• **Stated goal 1**
In the Game of Thrones forum thread, what question does Jorah ask Tyrion?
• **Stated goal 2**
Translate this sentence from the Game of Thrones forum thread into Spanish: "I hope Theon kills Ramsay, I really, really do."

• **Provided text**

•••

RIP Bronn. Slapped the crown prince and sliced by a poison blade.

People talking about horrible stuff this season, you know what the hackiest thing I've seen yet in this show? It was during the Sandsnake introduction, when Oberyn's widow says "are you in?" and that one girl does the corniest, lamest, most hamfisted monologue about what Oberyn told her when she was a girl. "sigh, YES OR NO." With the lame spear throw at the end. That was pure hack writing/acting. Can't blame the acting, though, when the writing/direction is clearly to blame.

Sansa getting brutally deflowered in what could be considered tantamount to rape by modern values was rough, but definitely hammers home the stakes of the game she's been playing. She knew she would have to have sex with her husband, but she never could have imagined Ramsey was some twisted bastard and not some gentile (gentle, but he's also not Jewish lol) lord.
 

Kimaka

Member
It seems like they saw Oberyn's immense popularity as S4 was airing and hastily threw together the Dorne plotline.

It comes across as a show invention.

Yeah, I'm not seeing the point Jaime going to Dorne. Doran's men subdued both him and the Sand Snakes pretty quickly and Doran seems like the type that would talk it out to figure out why they are there to prevent the war that the Sand Snakes and Jaime were heading towards. It would have been more interesting if Jamie stayed in King's Landing and tried to deal with the impact of Tywin's death rather than giving into Cersei's demands. I wanted to see him grow a spine and try to make things better in King's Landing by butting heads with Cersei, but he crumpled immediately.
 

Curufinwe

Member
I hope Theon kills Ramsay, I really, really do.

I hope it's similar to the way Jon killed Karl.

jon-snow-sword-swallower.jpg
 

Griss

Member
It's a shame that all the rape talk has obscured what I thought was one of the most interesting and important conversations of the season so far: Where Tyrion tries to discover why Jorah is so devoted to Dany.

It's important because it shows that the show is entirely aware of what most people's position on Dany is - She's not the rightful heir to anything but the Targaryen house (and thus her sense of entitlement is offputting), she's not guaranteed to be any kind of decent ruler (and unlike Tyrion, we know she struggles with that), Westeros may completely reject her and hates Targaryens, and the idea of being ruled over under the terror of having your land scortched by dragons isn't exactly a happy ending for Westeros etc. So hearing a character bring that correct level of scepticism to Dany's story was great and reassures me that what's happening in Dany's storyline isn't just tone deaf, but is being executed according to plan.

Bringing me to the second part of the conversation, which was equally as important - when Jorah asks 'Do you think there's some grand plan for this world?' - again this the question all the people watching the show are wondering having seen so much mindless violence. Now, it's obvious that the show itself has led us to believe that no, there is no plan - the world is harsh and deals out rough judgment in random ways dependent on the whims of often cruel men. But Jorah makes a decent argument against that. There's magic in this world. The gods are clearly real, and act to affect the world. Dragons exist. Dany survived fire. Melisandre can see visions and birth shadow creatures. White walkers move south. Bran can warg, and so on. So it's absolutely possible that the gods, who are clearly involved in this world, have in fact chosen their fated warriors and are lining them up, and this will have a standard fantasy ending of some description, and we're just getting there in a particularly grim way. It is actually possible. Feels unlikely, but possible. And I thought that that viewpoint was welcome after all the random bullshit and disparate storylines we've been subjected to this season. Maybe there's a plan. Maybe things will start coming together again. Maybe it's all worth it.

•••

• **Entries**

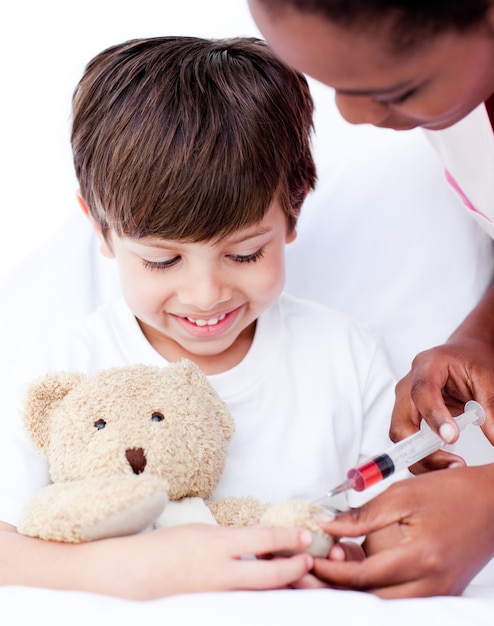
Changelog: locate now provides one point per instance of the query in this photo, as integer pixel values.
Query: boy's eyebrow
(261, 230)
(167, 243)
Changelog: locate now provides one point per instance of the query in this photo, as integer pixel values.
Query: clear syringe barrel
(409, 450)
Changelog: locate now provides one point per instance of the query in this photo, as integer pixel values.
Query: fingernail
(306, 537)
(447, 432)
(324, 516)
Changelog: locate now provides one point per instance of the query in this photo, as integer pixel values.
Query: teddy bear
(135, 448)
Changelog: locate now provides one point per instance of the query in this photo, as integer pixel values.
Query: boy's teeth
(210, 322)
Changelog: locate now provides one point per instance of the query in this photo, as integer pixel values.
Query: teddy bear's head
(167, 421)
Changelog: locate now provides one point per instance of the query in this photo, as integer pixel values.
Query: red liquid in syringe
(371, 472)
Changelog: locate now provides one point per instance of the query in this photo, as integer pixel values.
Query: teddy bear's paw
(233, 511)
(300, 513)
(95, 508)
(135, 518)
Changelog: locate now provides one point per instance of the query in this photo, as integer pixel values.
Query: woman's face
(433, 85)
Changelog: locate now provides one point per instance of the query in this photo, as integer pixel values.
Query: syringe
(404, 453)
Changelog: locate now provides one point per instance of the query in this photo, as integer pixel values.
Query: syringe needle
(403, 454)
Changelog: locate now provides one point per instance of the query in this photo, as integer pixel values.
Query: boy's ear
(104, 245)
(291, 235)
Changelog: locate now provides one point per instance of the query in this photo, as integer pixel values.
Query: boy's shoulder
(94, 340)
(321, 315)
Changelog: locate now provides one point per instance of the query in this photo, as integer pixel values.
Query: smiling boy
(193, 158)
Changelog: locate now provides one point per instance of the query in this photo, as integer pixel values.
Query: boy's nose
(205, 291)
(361, 109)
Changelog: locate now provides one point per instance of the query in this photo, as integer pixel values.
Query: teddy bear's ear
(193, 373)
(41, 398)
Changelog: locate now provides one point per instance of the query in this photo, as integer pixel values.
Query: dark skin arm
(426, 536)
(444, 378)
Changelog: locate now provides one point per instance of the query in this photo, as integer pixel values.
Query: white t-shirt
(311, 398)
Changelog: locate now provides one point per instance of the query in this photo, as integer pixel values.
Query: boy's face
(201, 300)
(433, 86)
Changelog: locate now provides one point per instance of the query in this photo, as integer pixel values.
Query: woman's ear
(105, 246)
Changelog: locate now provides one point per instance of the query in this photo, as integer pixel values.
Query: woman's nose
(361, 109)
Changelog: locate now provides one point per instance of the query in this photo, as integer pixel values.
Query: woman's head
(396, 64)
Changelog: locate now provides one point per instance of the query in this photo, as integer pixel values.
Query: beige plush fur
(135, 448)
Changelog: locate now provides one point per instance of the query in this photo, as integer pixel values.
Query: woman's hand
(426, 536)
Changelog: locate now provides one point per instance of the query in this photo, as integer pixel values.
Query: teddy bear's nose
(136, 459)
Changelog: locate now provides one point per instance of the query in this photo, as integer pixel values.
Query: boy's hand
(196, 558)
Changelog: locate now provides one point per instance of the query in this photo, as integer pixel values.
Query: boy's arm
(182, 559)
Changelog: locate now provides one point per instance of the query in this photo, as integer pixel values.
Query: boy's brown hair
(191, 139)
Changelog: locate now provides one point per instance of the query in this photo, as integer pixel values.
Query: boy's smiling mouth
(212, 321)
(205, 327)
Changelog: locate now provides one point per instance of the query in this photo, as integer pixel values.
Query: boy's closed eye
(160, 265)
(247, 258)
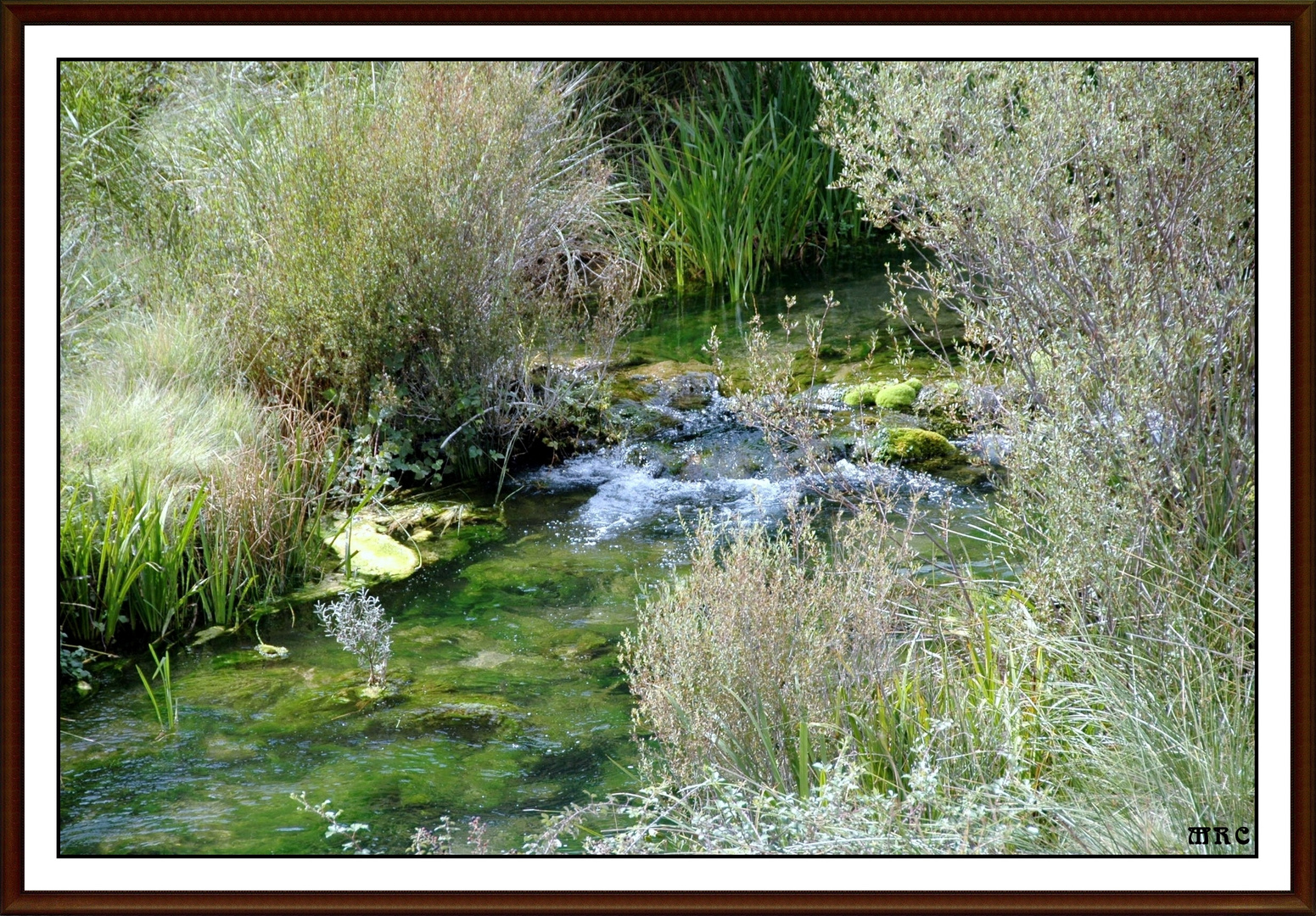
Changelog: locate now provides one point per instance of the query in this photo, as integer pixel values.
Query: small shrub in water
(336, 829)
(357, 620)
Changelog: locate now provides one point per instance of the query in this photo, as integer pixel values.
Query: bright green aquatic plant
(166, 708)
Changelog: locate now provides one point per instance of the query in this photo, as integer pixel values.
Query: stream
(506, 696)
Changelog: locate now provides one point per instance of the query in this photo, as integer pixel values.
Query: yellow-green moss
(908, 445)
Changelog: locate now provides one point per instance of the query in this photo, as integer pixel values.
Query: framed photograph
(657, 458)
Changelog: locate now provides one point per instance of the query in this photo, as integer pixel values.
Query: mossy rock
(891, 396)
(374, 555)
(914, 446)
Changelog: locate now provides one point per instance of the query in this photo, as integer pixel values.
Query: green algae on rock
(893, 396)
(910, 446)
(374, 555)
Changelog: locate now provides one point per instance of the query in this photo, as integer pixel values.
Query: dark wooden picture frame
(14, 898)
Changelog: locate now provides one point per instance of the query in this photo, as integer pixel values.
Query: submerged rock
(462, 720)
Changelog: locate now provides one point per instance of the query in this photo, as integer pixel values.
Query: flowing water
(504, 695)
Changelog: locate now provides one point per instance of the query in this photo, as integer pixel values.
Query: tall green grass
(738, 183)
(415, 245)
(283, 284)
(124, 560)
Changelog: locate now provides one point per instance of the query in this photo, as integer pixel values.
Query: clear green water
(506, 698)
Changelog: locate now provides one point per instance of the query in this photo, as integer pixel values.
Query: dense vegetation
(291, 283)
(287, 286)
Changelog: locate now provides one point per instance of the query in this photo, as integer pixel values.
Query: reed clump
(737, 182)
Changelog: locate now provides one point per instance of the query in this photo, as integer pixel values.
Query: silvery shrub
(357, 620)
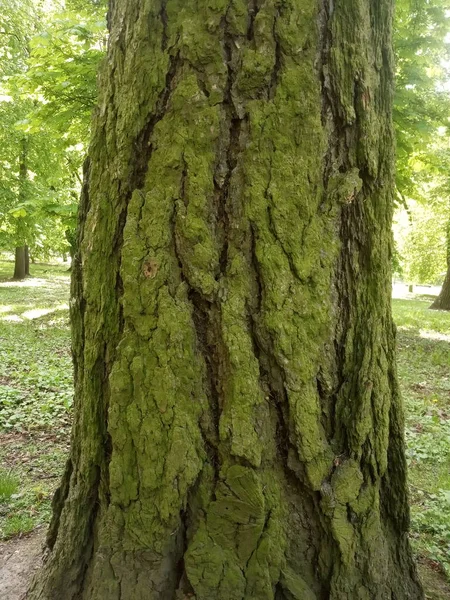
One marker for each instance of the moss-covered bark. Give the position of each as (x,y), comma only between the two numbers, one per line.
(238,429)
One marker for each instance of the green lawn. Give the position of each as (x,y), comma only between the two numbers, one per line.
(35,394)
(36,398)
(424,372)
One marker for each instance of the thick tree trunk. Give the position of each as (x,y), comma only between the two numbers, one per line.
(20,265)
(238,428)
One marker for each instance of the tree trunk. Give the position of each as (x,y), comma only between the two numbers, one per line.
(442,302)
(27,261)
(20,270)
(238,427)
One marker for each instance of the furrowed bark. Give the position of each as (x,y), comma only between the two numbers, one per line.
(238,428)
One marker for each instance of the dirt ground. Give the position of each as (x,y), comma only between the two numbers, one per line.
(19,559)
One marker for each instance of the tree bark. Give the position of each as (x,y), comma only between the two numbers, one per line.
(20,263)
(27,261)
(238,427)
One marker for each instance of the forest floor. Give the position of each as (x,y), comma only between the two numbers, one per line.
(36,400)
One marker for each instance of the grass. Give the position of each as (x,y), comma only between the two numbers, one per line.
(8,485)
(35,394)
(36,399)
(424,373)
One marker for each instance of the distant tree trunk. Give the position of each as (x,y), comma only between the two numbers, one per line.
(27,261)
(238,427)
(20,270)
(22,262)
(442,302)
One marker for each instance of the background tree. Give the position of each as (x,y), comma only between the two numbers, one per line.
(421,116)
(238,430)
(49,83)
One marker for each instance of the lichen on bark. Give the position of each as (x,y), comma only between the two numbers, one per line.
(238,427)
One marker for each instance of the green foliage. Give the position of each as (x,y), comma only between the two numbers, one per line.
(421,235)
(424,363)
(422,103)
(35,362)
(47,92)
(35,395)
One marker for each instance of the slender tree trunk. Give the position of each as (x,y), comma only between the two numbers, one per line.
(22,263)
(20,271)
(27,261)
(442,302)
(238,427)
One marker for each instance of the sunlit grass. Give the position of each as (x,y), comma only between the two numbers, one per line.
(8,485)
(424,373)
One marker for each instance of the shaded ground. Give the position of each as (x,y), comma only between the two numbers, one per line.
(36,399)
(19,560)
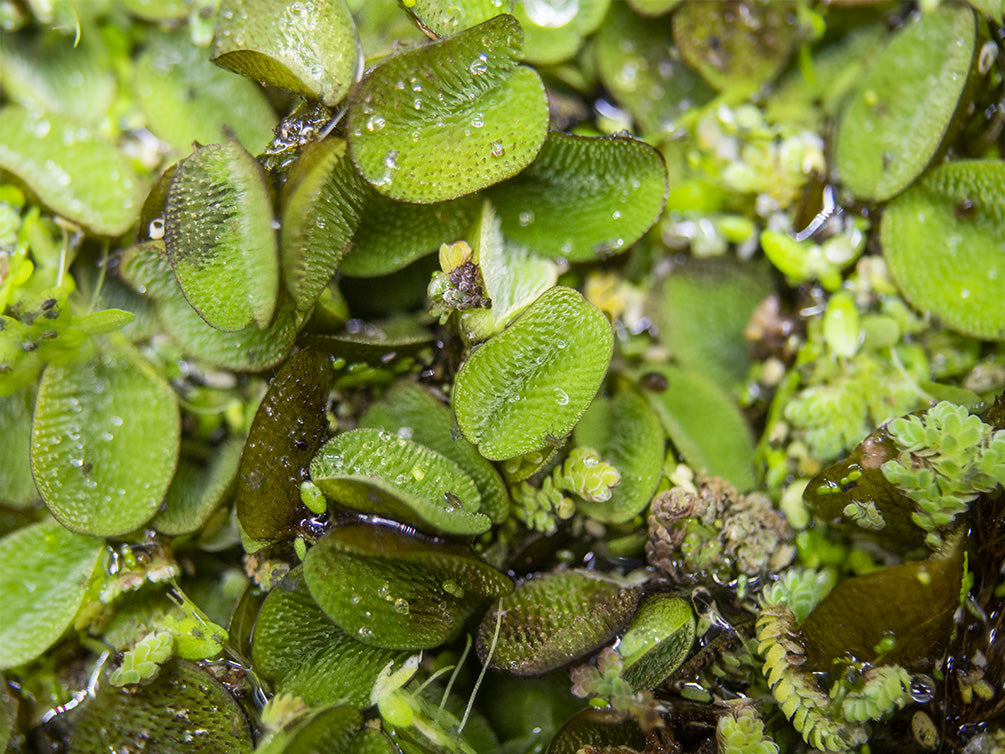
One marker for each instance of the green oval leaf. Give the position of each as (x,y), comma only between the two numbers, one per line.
(391,590)
(736,45)
(299,649)
(552,619)
(897,117)
(941,239)
(183,711)
(385,475)
(286,431)
(657,641)
(455,97)
(702,309)
(309,47)
(535,379)
(105,442)
(147,269)
(44,572)
(186,99)
(412,412)
(583,197)
(628,434)
(219,236)
(707,426)
(323,201)
(197,490)
(75,173)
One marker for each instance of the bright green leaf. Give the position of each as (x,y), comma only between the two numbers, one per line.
(456,97)
(105,442)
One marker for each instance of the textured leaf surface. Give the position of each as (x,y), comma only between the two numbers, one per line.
(44,571)
(411,411)
(895,121)
(942,241)
(913,602)
(17,488)
(251,349)
(105,442)
(309,47)
(391,590)
(553,619)
(736,45)
(657,641)
(286,431)
(299,650)
(394,234)
(77,174)
(701,311)
(583,197)
(183,711)
(323,201)
(627,433)
(464,97)
(707,426)
(219,236)
(186,99)
(198,490)
(535,379)
(385,475)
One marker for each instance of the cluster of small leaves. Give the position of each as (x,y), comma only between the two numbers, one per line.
(601,683)
(582,474)
(742,732)
(947,458)
(716,531)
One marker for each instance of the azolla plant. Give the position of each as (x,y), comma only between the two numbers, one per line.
(501,376)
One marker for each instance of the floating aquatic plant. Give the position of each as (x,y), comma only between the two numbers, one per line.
(277,477)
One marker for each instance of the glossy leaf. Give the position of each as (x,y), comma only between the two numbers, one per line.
(186,99)
(251,349)
(941,241)
(105,442)
(323,201)
(706,425)
(912,603)
(411,411)
(583,198)
(391,590)
(184,710)
(702,309)
(219,236)
(737,45)
(385,475)
(657,641)
(309,47)
(457,96)
(627,433)
(637,64)
(44,573)
(17,488)
(76,173)
(534,380)
(896,119)
(286,431)
(552,619)
(197,491)
(300,651)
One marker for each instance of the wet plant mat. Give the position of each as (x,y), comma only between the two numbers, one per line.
(501,376)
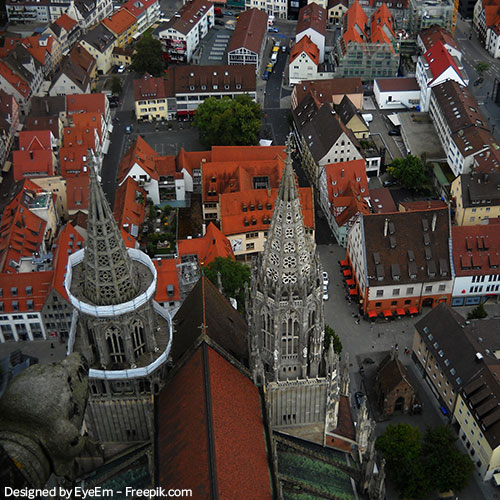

•••

• **Result 1**
"Do you think there's some grand plan for this world?"

• **Result 2**
Espero que Theon mate a Ramsay, de verdad, de verdad que sí.